## Records from a collection
Start of Block
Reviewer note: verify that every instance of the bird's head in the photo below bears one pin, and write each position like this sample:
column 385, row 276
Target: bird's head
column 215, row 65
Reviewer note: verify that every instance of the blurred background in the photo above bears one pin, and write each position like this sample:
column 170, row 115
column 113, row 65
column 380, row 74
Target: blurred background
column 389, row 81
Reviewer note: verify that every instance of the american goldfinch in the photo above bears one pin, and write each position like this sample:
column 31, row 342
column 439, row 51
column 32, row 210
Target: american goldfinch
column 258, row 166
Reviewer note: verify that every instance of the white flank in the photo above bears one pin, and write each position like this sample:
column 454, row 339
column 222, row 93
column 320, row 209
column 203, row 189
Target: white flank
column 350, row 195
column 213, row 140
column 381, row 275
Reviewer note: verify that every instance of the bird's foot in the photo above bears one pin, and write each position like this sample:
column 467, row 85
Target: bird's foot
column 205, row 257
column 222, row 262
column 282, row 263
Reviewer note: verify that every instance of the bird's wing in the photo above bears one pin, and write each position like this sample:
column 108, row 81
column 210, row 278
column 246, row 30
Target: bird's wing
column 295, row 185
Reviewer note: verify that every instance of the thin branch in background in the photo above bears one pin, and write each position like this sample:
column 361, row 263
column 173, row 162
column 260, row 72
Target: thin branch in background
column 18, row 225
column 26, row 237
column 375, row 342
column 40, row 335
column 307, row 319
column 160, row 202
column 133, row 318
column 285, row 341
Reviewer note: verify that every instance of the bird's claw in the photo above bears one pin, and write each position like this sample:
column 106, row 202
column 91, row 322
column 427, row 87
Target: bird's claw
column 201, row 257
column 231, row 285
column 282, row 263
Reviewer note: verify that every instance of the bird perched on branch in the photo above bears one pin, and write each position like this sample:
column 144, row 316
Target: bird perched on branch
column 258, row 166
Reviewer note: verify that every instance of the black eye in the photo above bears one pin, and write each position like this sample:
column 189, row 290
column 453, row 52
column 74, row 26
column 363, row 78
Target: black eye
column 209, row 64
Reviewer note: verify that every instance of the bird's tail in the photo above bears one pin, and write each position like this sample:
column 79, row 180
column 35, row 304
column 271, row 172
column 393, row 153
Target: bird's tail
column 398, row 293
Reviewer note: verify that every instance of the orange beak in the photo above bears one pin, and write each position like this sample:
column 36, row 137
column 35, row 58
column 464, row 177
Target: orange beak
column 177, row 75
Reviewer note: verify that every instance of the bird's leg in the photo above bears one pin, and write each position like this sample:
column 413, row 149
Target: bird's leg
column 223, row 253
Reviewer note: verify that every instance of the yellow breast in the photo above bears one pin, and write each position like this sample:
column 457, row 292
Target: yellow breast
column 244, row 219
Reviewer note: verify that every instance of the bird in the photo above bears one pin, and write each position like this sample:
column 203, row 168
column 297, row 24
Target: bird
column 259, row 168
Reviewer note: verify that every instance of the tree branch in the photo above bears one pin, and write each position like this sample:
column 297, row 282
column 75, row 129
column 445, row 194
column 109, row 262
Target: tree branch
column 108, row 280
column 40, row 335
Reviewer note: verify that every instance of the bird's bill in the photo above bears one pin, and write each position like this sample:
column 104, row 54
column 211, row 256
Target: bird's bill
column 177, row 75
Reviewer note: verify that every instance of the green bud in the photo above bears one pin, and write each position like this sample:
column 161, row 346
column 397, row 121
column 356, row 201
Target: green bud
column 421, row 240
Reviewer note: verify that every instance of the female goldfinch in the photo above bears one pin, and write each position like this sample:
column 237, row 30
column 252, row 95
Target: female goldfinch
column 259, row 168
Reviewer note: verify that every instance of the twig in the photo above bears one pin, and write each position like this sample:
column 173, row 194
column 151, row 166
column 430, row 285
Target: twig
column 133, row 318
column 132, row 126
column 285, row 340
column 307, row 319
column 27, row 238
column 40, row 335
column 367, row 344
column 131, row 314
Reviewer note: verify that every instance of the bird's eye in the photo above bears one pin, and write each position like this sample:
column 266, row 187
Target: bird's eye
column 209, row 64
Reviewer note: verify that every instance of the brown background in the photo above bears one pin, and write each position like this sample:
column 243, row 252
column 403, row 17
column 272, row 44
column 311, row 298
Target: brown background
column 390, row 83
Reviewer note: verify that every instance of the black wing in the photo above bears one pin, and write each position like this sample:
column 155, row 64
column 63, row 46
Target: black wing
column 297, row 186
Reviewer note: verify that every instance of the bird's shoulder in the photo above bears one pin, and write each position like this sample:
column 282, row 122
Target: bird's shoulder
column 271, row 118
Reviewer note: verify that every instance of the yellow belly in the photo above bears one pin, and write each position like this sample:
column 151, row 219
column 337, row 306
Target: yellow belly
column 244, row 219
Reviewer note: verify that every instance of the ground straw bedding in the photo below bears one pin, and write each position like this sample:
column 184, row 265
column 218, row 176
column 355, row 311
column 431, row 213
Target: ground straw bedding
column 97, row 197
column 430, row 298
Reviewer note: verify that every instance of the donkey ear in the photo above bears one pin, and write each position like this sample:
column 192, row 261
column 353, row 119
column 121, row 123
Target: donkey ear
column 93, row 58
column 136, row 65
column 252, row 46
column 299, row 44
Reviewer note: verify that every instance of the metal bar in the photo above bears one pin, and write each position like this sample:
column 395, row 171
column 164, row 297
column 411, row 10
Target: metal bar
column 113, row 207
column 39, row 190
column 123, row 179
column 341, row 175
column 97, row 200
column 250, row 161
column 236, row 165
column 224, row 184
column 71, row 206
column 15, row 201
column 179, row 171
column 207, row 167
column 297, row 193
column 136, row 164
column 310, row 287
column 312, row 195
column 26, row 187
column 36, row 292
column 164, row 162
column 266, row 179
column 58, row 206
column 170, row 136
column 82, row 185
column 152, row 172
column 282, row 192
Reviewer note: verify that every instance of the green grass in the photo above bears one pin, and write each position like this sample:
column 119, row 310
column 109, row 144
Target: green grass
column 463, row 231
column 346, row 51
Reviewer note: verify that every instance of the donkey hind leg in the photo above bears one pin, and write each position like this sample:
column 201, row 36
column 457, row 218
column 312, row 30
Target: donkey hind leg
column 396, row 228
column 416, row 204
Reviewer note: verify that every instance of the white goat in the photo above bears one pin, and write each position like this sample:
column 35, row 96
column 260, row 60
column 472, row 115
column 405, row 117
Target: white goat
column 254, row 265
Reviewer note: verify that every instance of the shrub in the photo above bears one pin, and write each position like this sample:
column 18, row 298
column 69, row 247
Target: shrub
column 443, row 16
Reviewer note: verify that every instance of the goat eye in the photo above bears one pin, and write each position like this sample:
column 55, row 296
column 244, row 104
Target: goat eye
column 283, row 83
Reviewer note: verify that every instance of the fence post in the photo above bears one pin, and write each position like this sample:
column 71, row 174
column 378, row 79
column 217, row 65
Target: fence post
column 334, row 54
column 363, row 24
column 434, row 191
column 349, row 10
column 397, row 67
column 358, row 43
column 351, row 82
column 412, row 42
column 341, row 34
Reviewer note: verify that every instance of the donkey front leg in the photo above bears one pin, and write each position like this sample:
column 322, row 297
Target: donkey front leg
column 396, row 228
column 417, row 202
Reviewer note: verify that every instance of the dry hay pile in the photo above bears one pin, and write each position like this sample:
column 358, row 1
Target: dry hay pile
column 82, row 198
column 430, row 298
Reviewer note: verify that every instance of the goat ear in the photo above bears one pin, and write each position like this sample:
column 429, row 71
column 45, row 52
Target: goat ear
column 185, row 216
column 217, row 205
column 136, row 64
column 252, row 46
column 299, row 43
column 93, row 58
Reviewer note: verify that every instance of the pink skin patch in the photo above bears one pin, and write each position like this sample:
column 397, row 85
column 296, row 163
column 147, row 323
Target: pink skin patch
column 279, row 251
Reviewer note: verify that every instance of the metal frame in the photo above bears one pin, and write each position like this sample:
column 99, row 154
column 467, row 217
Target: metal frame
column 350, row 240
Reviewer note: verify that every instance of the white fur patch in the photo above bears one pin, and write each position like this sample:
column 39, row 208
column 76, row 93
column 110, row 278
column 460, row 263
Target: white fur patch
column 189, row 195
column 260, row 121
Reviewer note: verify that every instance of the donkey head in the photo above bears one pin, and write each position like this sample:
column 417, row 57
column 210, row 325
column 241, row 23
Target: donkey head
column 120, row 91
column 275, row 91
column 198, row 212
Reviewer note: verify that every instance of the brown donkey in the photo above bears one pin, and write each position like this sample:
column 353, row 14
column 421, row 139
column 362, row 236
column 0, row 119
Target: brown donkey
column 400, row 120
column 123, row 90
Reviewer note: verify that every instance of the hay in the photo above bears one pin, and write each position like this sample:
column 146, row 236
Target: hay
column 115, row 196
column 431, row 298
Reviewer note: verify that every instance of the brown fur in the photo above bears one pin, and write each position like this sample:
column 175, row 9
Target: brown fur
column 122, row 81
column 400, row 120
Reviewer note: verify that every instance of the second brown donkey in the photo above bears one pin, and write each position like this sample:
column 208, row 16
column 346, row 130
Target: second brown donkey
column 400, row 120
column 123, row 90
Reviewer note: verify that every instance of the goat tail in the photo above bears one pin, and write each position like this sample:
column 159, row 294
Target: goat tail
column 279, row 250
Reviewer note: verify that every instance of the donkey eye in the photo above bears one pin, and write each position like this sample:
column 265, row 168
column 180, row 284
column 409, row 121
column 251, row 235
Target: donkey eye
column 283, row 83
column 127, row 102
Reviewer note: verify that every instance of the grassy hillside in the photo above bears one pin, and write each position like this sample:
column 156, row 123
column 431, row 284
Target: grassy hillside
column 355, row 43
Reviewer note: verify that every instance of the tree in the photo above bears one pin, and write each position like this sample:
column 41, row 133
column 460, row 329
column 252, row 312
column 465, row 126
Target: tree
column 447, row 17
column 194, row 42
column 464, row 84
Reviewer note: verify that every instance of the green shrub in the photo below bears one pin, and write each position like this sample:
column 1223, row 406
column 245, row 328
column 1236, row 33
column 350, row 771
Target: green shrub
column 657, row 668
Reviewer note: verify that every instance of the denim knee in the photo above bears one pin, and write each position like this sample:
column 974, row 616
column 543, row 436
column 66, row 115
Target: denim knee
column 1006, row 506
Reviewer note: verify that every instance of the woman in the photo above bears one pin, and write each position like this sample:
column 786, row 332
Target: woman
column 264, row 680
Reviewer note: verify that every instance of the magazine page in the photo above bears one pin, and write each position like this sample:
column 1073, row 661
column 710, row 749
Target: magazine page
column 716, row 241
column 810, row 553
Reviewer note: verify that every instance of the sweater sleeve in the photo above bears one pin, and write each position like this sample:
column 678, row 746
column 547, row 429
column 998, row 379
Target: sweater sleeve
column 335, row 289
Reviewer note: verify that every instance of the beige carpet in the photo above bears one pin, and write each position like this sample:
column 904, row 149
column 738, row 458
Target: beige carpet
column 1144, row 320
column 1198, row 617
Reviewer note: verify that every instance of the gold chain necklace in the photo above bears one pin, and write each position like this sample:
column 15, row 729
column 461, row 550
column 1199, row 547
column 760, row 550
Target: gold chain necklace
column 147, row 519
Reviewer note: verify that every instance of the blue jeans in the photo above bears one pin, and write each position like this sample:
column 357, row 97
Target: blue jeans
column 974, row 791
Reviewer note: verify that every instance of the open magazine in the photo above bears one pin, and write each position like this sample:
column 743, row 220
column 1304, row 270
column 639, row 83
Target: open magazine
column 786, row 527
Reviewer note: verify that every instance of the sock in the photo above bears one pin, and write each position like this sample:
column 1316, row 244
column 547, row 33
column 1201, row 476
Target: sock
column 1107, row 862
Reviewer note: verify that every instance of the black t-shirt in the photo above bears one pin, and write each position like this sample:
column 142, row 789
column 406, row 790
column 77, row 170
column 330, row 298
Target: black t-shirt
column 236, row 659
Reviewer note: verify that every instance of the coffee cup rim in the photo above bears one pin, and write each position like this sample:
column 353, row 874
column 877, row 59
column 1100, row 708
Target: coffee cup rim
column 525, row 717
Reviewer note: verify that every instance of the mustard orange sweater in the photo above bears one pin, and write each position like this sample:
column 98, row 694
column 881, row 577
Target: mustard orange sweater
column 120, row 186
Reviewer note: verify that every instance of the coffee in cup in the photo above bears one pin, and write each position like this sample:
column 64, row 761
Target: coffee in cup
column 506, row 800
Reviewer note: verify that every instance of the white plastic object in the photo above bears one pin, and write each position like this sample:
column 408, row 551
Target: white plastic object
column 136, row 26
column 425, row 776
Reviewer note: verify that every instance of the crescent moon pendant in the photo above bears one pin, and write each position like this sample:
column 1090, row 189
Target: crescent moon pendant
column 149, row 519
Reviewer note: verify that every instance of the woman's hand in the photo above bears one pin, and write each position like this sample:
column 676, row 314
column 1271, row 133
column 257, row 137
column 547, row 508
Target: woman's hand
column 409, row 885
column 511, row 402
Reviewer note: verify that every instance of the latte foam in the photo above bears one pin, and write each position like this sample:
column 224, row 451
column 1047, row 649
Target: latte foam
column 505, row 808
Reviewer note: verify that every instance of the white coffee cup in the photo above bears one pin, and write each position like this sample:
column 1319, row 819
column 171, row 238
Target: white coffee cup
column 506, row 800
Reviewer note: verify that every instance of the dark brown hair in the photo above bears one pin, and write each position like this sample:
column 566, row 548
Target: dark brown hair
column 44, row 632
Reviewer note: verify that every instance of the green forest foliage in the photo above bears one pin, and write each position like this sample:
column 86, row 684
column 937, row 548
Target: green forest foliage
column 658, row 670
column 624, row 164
End of Block
## REQUIRED ACTION
All lines above between those holding "column 421, row 139" and "column 66, row 115", inclusive, must be set down unchanged, and no other line may be included.

## RESPONSE AREA
column 421, row 139
column 362, row 236
column 0, row 119
Target: brown donkey
column 400, row 120
column 123, row 90
Reviewer note: verify that every instance of the hay in the photo above bears one pin, and write each position like this sample:
column 146, row 236
Target: hay
column 115, row 196
column 431, row 298
Reviewer note: verify that every instance of the brown fur in the photo above bears one pin, and write each position like this sample:
column 175, row 9
Target: brown fur
column 122, row 81
column 400, row 120
Reviewer note: verify that every instance of the second brown donkey in the photo above bears one pin, and write each position like this sample:
column 208, row 16
column 346, row 130
Target: second brown donkey
column 400, row 120
column 123, row 90
Reviewer note: verify that every instance of the goat tail in the photo above bears one pin, and write each position like this sample:
column 159, row 294
Target: goat tail
column 279, row 250
Reviewer note: verify that every instance of the donkey eye in the photo above bears one pin, and write each position like this sample:
column 265, row 168
column 180, row 284
column 409, row 121
column 251, row 235
Target: donkey eye
column 283, row 83
column 127, row 102
Reviewer note: verify that every instance of the grassy hillside in the photo above bears one pin, and write each position like this sample:
column 156, row 123
column 431, row 284
Target: grassy hillside
column 355, row 43
Reviewer note: verify that every instance of the tree in the photo above bears one pin, and write each position like this sample:
column 41, row 133
column 460, row 329
column 252, row 312
column 465, row 126
Target: tree
column 447, row 17
column 194, row 42
column 464, row 84
Reviewer note: verify that every instance of the green shrub in the photo below bears one pin, and write each position like this sample:
column 1223, row 406
column 245, row 328
column 1236, row 33
column 350, row 771
Target: green shrub
column 657, row 668
Reviewer note: verify that every instance of the denim knee in the photo above bears one pin, and write each position like this sample:
column 974, row 616
column 543, row 436
column 66, row 115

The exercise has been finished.